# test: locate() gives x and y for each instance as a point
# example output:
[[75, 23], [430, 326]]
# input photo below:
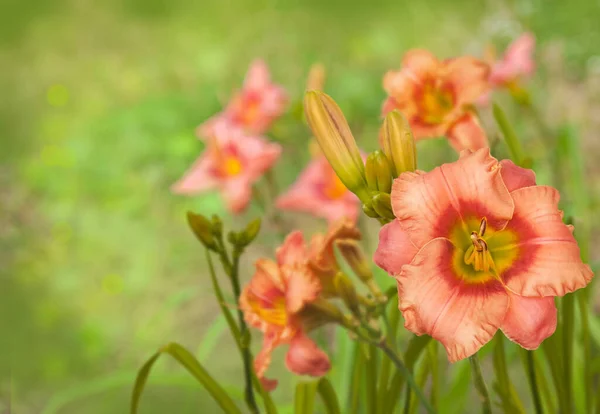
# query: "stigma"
[[478, 254]]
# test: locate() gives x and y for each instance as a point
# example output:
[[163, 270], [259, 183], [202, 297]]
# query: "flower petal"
[[302, 287], [435, 301], [469, 78], [429, 205], [394, 249], [293, 250], [467, 133], [529, 320], [305, 358], [548, 259]]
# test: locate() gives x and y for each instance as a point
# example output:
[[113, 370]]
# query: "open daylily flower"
[[319, 191], [232, 162], [253, 108], [516, 64], [274, 302], [477, 246], [435, 95]]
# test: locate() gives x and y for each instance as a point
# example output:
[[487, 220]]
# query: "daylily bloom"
[[274, 302], [232, 162], [477, 246], [319, 191], [435, 95], [516, 64], [253, 108]]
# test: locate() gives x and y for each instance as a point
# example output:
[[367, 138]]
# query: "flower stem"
[[480, 384], [537, 401]]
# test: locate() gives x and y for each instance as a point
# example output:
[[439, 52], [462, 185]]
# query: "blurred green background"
[[98, 110]]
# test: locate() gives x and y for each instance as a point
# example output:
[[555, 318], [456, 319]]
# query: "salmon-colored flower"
[[274, 302], [253, 108], [477, 246], [435, 95], [319, 191], [516, 64], [232, 162]]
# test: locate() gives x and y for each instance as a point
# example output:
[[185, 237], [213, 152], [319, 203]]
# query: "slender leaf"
[[328, 396], [187, 360]]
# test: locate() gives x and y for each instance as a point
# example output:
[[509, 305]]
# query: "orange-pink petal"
[[434, 301], [529, 320], [429, 205], [305, 358], [548, 259], [467, 134], [394, 249], [515, 177]]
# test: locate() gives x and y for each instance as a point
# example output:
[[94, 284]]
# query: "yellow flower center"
[[436, 103], [481, 253], [335, 189]]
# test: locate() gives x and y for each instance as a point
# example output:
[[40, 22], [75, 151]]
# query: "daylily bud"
[[355, 258], [378, 172], [347, 292], [382, 204], [331, 129], [202, 228], [397, 141]]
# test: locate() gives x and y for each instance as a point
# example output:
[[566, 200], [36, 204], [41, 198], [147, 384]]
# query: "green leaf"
[[304, 399], [328, 396], [187, 360]]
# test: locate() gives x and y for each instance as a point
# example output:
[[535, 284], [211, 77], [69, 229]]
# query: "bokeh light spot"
[[112, 284], [57, 95]]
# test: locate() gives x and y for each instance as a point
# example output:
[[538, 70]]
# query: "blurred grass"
[[100, 102]]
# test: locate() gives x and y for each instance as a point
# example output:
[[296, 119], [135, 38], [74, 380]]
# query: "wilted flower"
[[319, 191], [278, 301], [232, 162], [516, 64], [477, 246], [435, 95], [253, 108]]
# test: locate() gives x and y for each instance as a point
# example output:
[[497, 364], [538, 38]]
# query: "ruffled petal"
[[429, 205], [305, 358], [435, 301], [394, 249], [467, 133], [468, 77], [516, 177], [548, 261], [529, 320]]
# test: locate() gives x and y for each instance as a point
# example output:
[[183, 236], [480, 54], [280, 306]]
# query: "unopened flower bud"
[[378, 172], [346, 290], [382, 204], [397, 141], [202, 229], [331, 129]]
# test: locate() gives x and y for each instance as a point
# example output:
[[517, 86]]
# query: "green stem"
[[480, 384], [535, 391]]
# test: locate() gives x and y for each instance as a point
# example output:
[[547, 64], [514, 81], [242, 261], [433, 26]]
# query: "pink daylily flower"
[[318, 191], [255, 107], [435, 97], [477, 246], [273, 301], [233, 162]]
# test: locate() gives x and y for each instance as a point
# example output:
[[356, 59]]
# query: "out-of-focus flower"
[[319, 191], [278, 301], [516, 65], [435, 97], [232, 162], [477, 246], [255, 107], [331, 130]]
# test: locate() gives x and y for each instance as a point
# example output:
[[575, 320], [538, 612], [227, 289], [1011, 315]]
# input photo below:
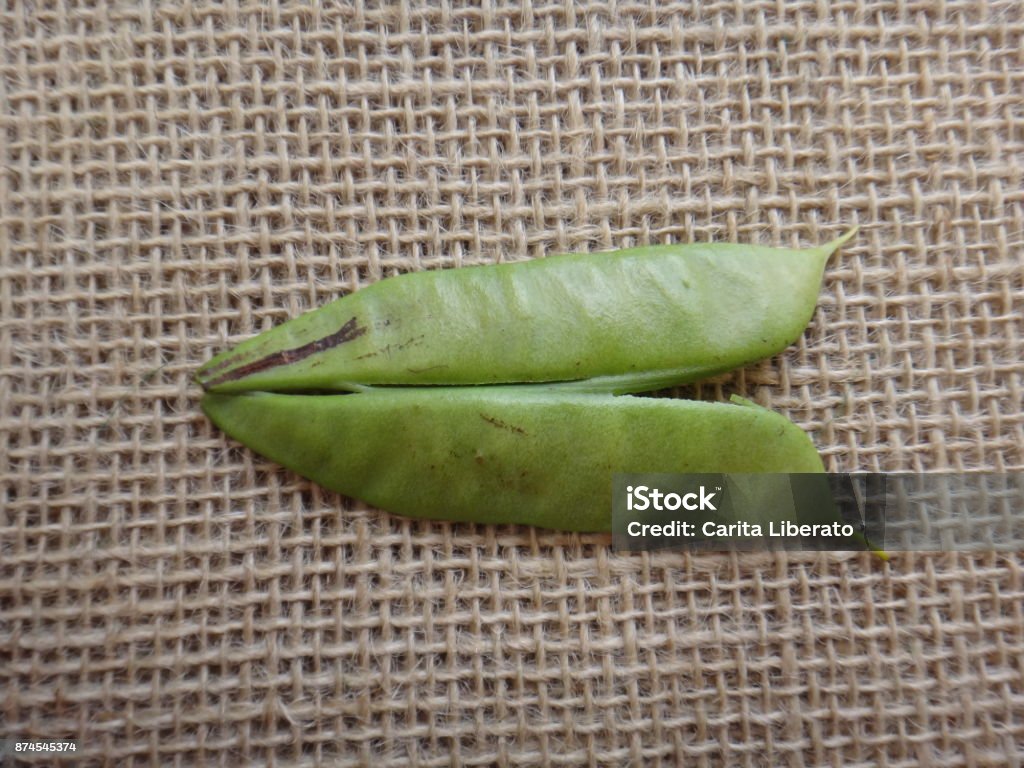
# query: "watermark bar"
[[868, 511]]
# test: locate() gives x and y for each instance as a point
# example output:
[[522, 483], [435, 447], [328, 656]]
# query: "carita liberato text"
[[711, 529]]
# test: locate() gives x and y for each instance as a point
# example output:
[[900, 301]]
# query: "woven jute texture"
[[177, 177]]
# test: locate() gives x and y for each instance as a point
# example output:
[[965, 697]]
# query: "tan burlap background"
[[174, 178]]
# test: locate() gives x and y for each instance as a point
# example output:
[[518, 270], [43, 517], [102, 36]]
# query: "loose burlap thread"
[[176, 177]]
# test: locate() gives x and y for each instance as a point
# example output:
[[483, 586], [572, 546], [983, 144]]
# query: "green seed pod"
[[619, 322], [534, 455]]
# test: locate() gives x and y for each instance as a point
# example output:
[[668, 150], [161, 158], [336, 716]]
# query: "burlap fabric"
[[176, 177]]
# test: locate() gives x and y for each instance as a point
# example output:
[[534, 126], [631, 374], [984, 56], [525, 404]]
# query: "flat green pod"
[[532, 455], [619, 322]]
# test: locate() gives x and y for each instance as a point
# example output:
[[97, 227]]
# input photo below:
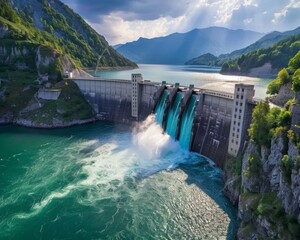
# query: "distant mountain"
[[274, 58], [31, 24], [178, 48], [205, 59], [266, 41]]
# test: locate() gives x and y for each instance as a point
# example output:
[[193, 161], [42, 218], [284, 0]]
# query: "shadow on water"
[[207, 177], [200, 172]]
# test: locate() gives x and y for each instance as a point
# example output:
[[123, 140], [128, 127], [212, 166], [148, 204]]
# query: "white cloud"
[[118, 30], [123, 21]]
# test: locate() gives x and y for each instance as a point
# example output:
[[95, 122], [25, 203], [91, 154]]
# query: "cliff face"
[[269, 202]]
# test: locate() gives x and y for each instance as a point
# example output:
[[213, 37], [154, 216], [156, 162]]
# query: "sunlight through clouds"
[[124, 21]]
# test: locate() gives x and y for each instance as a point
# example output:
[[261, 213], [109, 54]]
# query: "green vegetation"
[[233, 165], [286, 165], [70, 106], [296, 81], [278, 55], [60, 29], [18, 90], [268, 122], [254, 166], [283, 77], [269, 207]]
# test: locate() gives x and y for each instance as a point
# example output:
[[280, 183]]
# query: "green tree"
[[283, 77], [294, 63], [296, 81], [259, 129]]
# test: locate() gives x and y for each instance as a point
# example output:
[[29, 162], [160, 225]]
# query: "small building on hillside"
[[49, 94]]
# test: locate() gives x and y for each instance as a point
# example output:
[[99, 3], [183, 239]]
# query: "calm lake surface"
[[201, 76]]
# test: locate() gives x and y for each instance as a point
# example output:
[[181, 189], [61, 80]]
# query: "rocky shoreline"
[[56, 124]]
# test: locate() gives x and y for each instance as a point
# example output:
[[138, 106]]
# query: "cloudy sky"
[[121, 21]]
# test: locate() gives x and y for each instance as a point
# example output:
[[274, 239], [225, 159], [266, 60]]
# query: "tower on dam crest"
[[243, 93]]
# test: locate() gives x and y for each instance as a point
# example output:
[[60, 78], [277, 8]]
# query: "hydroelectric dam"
[[212, 123]]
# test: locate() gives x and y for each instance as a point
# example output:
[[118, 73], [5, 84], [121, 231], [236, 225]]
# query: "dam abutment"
[[217, 124]]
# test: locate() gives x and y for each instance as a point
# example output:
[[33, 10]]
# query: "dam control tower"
[[136, 78]]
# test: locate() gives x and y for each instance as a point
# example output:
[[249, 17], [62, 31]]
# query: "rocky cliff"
[[267, 189]]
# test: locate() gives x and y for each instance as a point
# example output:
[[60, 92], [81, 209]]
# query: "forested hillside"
[[53, 24], [278, 55]]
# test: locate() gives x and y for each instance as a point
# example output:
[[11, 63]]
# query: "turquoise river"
[[106, 181], [109, 181]]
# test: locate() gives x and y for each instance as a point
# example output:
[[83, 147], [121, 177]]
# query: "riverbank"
[[265, 71]]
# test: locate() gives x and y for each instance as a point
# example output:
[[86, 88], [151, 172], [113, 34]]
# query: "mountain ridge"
[[178, 48]]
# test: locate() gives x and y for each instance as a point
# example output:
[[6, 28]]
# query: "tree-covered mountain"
[[266, 41], [51, 24], [178, 48], [278, 56]]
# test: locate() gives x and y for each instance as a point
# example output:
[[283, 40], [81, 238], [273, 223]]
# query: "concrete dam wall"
[[112, 99], [211, 123]]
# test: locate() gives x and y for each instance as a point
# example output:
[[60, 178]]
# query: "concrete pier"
[[216, 117]]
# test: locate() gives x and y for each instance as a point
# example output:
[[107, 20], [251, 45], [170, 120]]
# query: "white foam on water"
[[143, 152]]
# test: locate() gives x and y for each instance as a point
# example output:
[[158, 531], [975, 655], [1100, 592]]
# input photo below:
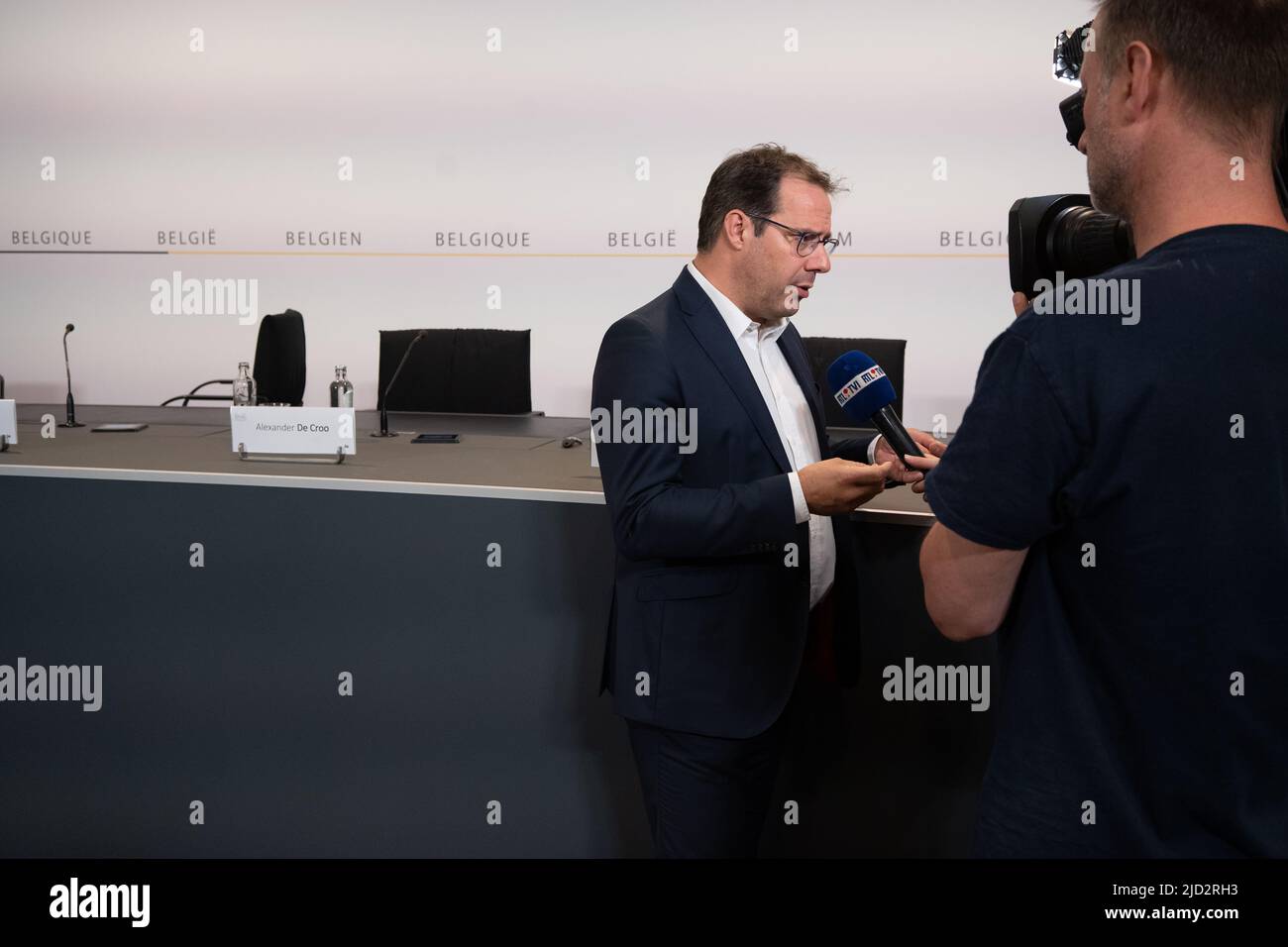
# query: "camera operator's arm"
[[999, 489]]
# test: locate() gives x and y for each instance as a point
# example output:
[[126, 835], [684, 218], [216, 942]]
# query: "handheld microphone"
[[866, 394], [384, 402], [71, 405]]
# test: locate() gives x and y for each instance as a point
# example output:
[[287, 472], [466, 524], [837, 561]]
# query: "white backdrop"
[[542, 136]]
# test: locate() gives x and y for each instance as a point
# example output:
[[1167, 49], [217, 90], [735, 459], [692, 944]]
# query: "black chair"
[[458, 371], [278, 368], [885, 352]]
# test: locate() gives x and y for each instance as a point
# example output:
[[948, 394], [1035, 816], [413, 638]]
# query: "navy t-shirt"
[[1142, 460]]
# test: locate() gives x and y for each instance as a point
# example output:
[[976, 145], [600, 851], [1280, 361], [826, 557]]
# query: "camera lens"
[[1083, 243]]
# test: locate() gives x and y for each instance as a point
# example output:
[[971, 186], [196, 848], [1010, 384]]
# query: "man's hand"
[[925, 466], [1019, 302], [898, 470], [837, 486]]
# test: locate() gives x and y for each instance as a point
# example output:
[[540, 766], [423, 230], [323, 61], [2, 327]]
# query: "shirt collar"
[[738, 324]]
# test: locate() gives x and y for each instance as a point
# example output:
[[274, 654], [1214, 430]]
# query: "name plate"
[[292, 429], [9, 420]]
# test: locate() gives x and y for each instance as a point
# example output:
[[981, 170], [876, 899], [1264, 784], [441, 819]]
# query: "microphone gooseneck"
[[384, 401]]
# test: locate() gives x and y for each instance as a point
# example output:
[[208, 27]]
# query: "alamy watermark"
[[179, 296], [1113, 296], [649, 425], [73, 684], [913, 682]]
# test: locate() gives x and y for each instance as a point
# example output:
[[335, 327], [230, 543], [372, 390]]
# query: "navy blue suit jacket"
[[708, 621]]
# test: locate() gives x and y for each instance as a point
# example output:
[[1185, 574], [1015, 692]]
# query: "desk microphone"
[[384, 402], [71, 405], [866, 394]]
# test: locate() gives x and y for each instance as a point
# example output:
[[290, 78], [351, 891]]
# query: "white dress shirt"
[[793, 419]]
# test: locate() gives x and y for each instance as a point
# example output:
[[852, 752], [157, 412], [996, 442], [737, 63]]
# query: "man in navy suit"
[[729, 508]]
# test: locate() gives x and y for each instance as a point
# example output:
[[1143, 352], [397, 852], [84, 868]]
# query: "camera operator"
[[1129, 544]]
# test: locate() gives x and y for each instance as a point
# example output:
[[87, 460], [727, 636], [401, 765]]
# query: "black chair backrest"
[[458, 369], [279, 360], [885, 352]]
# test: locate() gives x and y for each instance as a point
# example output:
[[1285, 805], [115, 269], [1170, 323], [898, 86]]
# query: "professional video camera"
[[1063, 232]]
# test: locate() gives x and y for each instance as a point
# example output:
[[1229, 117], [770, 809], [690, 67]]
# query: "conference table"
[[397, 656]]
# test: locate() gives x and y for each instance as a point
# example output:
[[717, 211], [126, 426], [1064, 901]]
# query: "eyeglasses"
[[1070, 46], [806, 241]]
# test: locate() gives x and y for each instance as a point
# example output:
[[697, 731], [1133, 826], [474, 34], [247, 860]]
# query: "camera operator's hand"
[[898, 472], [837, 486]]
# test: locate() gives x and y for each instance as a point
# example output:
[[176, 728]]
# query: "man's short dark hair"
[[1229, 58], [748, 180]]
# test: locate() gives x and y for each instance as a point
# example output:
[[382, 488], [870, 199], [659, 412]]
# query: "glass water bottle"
[[244, 388], [342, 389]]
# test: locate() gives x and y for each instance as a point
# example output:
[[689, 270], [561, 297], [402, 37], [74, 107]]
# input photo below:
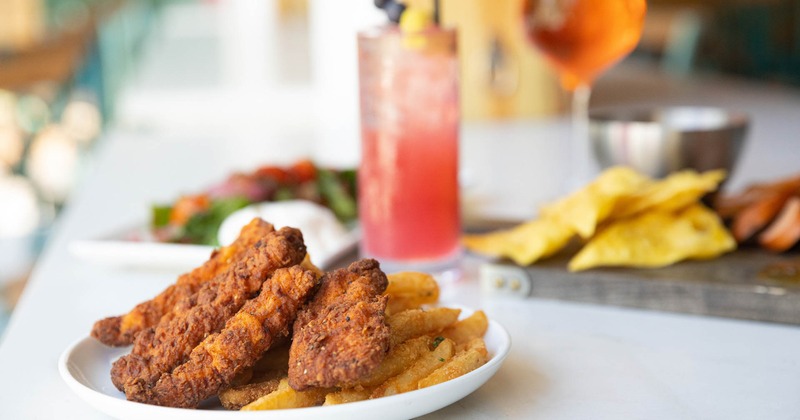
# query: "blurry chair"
[[672, 34]]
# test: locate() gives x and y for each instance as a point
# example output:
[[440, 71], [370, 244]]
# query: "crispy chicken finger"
[[214, 363], [341, 335], [159, 350], [121, 330]]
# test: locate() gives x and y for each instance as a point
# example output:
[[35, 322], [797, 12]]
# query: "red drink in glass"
[[408, 178]]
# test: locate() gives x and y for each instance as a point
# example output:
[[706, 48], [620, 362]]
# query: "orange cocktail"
[[408, 178]]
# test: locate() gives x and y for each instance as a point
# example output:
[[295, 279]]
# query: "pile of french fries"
[[428, 346]]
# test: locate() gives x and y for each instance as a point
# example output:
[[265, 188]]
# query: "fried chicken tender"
[[122, 330], [341, 335], [214, 363], [160, 349]]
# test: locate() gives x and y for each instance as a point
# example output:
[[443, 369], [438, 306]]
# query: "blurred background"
[[73, 71]]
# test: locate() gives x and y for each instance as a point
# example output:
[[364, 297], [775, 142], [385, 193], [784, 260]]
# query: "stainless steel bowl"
[[662, 140]]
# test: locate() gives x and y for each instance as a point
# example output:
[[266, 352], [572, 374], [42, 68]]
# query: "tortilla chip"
[[673, 193], [586, 208], [524, 244], [656, 239]]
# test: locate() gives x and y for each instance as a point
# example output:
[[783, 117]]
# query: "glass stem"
[[582, 164]]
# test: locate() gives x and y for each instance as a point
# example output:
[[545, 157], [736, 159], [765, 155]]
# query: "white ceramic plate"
[[135, 248], [85, 367]]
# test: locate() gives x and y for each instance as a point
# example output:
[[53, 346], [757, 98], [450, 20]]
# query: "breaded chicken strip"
[[121, 330], [159, 350], [341, 335], [214, 363]]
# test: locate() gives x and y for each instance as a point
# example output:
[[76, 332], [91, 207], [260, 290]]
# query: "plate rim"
[[100, 401]]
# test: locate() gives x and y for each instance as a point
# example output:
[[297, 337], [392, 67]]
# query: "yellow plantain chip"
[[656, 239], [673, 193], [524, 244], [586, 208]]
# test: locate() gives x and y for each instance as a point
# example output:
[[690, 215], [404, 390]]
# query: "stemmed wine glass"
[[582, 39]]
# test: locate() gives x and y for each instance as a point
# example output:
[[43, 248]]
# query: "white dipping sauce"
[[325, 237]]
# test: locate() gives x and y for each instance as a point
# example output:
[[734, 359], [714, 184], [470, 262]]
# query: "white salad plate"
[[137, 248], [85, 367]]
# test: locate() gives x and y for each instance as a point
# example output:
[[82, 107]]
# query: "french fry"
[[239, 396], [400, 358], [408, 379], [410, 290], [468, 328], [347, 395], [472, 358], [286, 397], [417, 322]]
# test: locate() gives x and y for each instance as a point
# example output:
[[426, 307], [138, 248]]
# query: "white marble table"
[[568, 361]]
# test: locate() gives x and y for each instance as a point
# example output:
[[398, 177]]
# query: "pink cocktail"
[[408, 179]]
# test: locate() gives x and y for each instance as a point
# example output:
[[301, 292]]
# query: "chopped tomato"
[[277, 173], [187, 206], [303, 171]]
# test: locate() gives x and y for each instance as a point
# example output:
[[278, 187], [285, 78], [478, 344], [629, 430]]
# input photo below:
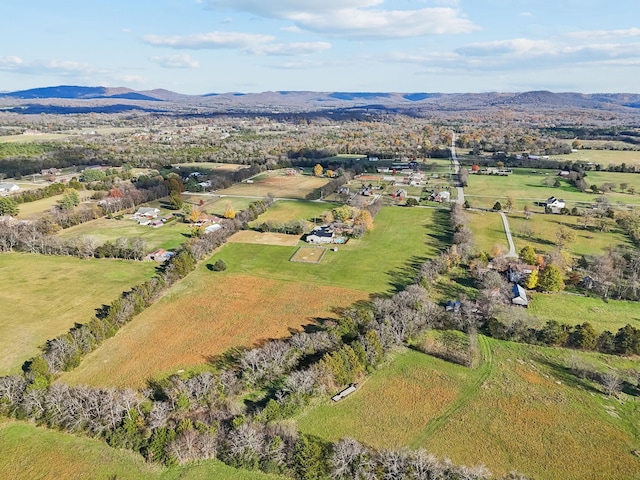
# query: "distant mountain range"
[[80, 99]]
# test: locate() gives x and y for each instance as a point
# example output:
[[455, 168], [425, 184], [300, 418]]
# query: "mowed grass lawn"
[[528, 414], [28, 452], [168, 236], [488, 231], [204, 316], [603, 157], [544, 227], [261, 295], [525, 188], [287, 210], [279, 185], [43, 296], [379, 262], [573, 309]]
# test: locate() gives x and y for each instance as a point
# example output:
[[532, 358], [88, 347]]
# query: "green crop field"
[[520, 409], [573, 309], [603, 157], [168, 236], [525, 188], [379, 262], [43, 296], [287, 210], [543, 230], [488, 231], [28, 452]]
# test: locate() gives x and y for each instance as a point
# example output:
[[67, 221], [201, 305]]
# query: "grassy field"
[[379, 262], [168, 236], [573, 309], [520, 410], [31, 209], [28, 452], [43, 296], [488, 231], [258, 297], [603, 157], [526, 188], [285, 211], [279, 185], [544, 228], [203, 316]]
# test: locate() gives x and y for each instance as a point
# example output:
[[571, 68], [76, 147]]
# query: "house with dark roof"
[[322, 234], [519, 296]]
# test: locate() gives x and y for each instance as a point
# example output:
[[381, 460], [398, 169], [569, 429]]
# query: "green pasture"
[[168, 236], [575, 309], [28, 452], [603, 157], [543, 234], [383, 259], [525, 188], [288, 210], [520, 410], [43, 296], [32, 209], [488, 230]]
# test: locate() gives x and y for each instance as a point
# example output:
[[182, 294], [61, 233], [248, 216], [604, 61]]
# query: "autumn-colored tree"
[[550, 279], [364, 218], [532, 280], [229, 212]]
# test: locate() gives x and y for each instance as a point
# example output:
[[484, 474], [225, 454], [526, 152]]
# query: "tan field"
[[202, 318]]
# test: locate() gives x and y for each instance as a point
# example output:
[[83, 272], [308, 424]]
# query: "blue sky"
[[202, 46]]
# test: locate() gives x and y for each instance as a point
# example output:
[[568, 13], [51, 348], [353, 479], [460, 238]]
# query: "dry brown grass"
[[279, 186], [201, 318], [309, 254], [267, 238]]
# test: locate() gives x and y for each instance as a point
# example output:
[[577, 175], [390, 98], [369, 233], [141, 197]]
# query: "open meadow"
[[278, 184], [261, 295], [526, 187], [540, 232], [205, 315], [168, 236], [43, 296], [603, 157], [382, 261], [575, 309], [28, 452], [488, 231], [521, 409]]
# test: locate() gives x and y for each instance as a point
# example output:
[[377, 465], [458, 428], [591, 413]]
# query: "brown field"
[[201, 318], [309, 254], [267, 238], [298, 186]]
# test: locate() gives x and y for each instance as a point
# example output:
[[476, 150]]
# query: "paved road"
[[512, 248], [456, 166]]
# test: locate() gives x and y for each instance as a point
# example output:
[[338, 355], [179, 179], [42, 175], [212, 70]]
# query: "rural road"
[[456, 166], [512, 248]]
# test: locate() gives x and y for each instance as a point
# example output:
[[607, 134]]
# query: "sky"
[[207, 46]]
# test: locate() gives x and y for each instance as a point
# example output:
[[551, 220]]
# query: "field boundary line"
[[467, 394]]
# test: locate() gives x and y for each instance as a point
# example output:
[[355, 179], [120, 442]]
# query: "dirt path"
[[467, 394], [512, 248]]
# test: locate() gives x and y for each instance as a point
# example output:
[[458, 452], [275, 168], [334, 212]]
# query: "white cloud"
[[10, 62], [291, 29], [602, 34], [182, 60], [292, 49], [385, 24], [210, 40], [357, 18]]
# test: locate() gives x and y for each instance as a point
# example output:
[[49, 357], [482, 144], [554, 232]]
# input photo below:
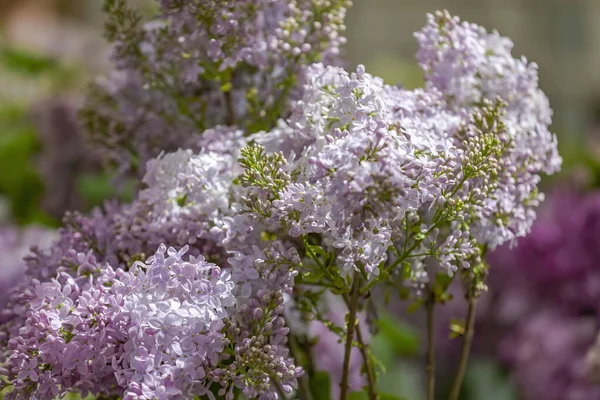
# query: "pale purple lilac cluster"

━━━━━━━━━━

● **Required task**: Copy out everything from the very beginning of the entries down to and including the line that contains "249], [515, 177]]". Leave the pictures out.

● **Task solution**:
# test: locate() gives x and y for each instance as a point
# example output:
[[75, 23], [430, 326]]
# input photo below:
# query: "stigma"
[[478, 254]]
# test: locate() gives x and y for each instance as a point
# example output:
[[163, 270], [259, 183], [202, 297]]
# query: "flower petal"
[[302, 287], [435, 301], [469, 78], [429, 205], [394, 249], [293, 250], [467, 133], [529, 320], [305, 358], [548, 259]]
# test: locate() gives x and y for each instance as a point
# example output:
[[113, 370]]
# query: "open daylily flower"
[[319, 191], [232, 162], [253, 108], [516, 64], [274, 302], [477, 246], [435, 95]]
# test: locate() gives x and y for each instance as a point
# example output:
[[487, 220]]
# query: "daylily bloom"
[[274, 302], [232, 162], [477, 246], [319, 191], [435, 95], [516, 64], [253, 108]]
# test: locate() gives x and y for each instance as a point
# example output:
[[367, 138]]
# query: "flower stem"
[[480, 384], [537, 401]]
# test: locate() gives x and y for each instance as a point
# example output:
[[439, 52], [462, 185]]
# query: "blurred green background"
[[98, 110]]
# test: locate() gives x and y for each instance as a point
# example output:
[[555, 318], [456, 319]]
# query: "salmon-colored flower"
[[274, 302], [253, 108], [477, 246], [435, 95], [319, 191], [516, 64], [232, 162]]
# test: locate() gives x and y for each instance as a point
# example output:
[[185, 237], [213, 152], [319, 203]]
# query: "slender leaf"
[[328, 396], [187, 360]]
# test: locate() gives x and y for each instance as a point
# example output:
[[509, 305]]
# query: "orange-pink petal"
[[434, 301], [529, 320], [429, 205], [305, 358], [548, 259], [467, 134], [394, 249], [515, 177]]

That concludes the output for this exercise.